**Directions for this task:** Replace "that would help a great deal" with "that would be very useful" throughout the items below, and reproduce everything else in them unchanged.

#### Material to process ####

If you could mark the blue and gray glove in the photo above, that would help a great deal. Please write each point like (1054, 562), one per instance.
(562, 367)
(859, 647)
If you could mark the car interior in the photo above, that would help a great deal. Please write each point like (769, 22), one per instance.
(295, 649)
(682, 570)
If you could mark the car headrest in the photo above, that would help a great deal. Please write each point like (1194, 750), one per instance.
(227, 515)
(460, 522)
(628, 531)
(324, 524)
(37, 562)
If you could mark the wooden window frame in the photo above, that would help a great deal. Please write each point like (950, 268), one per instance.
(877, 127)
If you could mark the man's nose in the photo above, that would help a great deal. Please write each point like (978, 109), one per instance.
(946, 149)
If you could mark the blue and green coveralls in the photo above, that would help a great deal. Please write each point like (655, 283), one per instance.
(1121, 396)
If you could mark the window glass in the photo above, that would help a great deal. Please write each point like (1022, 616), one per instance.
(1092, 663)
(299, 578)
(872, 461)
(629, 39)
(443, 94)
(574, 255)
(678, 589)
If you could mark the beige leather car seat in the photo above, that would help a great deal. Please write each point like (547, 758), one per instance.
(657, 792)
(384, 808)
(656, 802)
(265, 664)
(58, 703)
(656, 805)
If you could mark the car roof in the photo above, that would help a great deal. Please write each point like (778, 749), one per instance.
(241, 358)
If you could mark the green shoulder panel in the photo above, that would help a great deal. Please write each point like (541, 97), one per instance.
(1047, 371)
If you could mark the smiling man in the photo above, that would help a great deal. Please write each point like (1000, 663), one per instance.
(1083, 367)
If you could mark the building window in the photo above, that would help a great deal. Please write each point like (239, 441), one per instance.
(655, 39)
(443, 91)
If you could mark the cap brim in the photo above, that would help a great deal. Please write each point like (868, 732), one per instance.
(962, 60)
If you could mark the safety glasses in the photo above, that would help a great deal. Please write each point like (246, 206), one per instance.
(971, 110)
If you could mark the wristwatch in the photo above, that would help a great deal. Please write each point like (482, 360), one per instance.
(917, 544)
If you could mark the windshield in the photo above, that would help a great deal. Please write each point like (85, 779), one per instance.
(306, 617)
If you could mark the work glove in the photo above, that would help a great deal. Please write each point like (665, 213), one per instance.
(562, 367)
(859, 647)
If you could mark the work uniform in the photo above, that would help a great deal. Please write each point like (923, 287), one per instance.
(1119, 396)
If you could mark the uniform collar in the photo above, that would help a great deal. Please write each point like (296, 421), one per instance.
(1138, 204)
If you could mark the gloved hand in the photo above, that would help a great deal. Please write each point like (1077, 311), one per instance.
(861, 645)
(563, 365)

####

**Full output:**
If you could mark the blue and gray glove in the photo above, that would be very useful. Please write each point like (1054, 562), one per instance.
(562, 367)
(859, 647)
If you could mark the car interior in the photo above, that would be very useful. Please write each point like (769, 22), one per instance.
(295, 649)
(682, 570)
If you could mark the car headrest in the photo above, that would be very useful. Please write each point like (1194, 750), one per instance.
(227, 515)
(460, 522)
(628, 531)
(324, 524)
(37, 562)
If you could mark the wooden window frame in the photo above, that would be very useful. Please write each point like (950, 268), one per instance.
(877, 127)
If you could mark the man's nose in the photo above, that would be very useful. Please write each point like (978, 109), one per instance.
(946, 149)
If you could mark the blue and green coveralls in the photo above, that would be very useful. Please write each point like (655, 283), one per instance.
(1121, 396)
If you could mark the window glass in the photo above, that would be very useful. Please write each point like (1022, 616), one per instance.
(1092, 663)
(299, 578)
(872, 461)
(629, 39)
(443, 94)
(574, 255)
(678, 589)
If you could mark the beige leather car seat in the photo above, that would be very useful. Please write each point like (547, 758), one per instance.
(657, 792)
(384, 808)
(656, 802)
(265, 664)
(58, 703)
(656, 805)
If you could mark the car roof in the photo above, that would be very useful. Please write each point like (778, 749), one per instance.
(241, 358)
If you could mark the green shoulder panel in the photo above, that would be very useful. Please write each point like (541, 97), one per instance.
(1047, 371)
If you could mark the smiling man in the photo above, that would be very useful. Please write each point like (1000, 663), one per instance.
(1083, 367)
If you could mark the building window in the photo above, that would be very useful. Please write each point like (239, 441), one per instance.
(655, 39)
(443, 91)
If you could mark the cap brim in the photo above, that would be very useful. Please write each point like (868, 732), one per instance.
(962, 60)
If you could mark the safety glasses in the photo above, that would be very useful. Please write each point like (246, 206), one per instance.
(971, 110)
If you could mark the wristwatch in the photo above, that would be very useful. Please write each point like (482, 360), one per instance.
(917, 544)
If you could mark the windshield in the photo above, that would be very useful. Please write each point like (85, 779), one per instance.
(306, 617)
If you could mark the work glove in the photo above, that would be very useful. Please write each point like (665, 213), one per instance.
(562, 367)
(859, 647)
If you could mark the work uniform in the photo above, that would be very useful. Please write each point like (923, 287), one per instance.
(1119, 396)
If you could mark the uniform collar in the photo above, that would be very useful. Please write each point like (296, 421), one per instance.
(1138, 204)
If you could mark the gloved hand in the photo above, that would be very useful. Please write each point like (1077, 311), one per instance.
(861, 645)
(563, 365)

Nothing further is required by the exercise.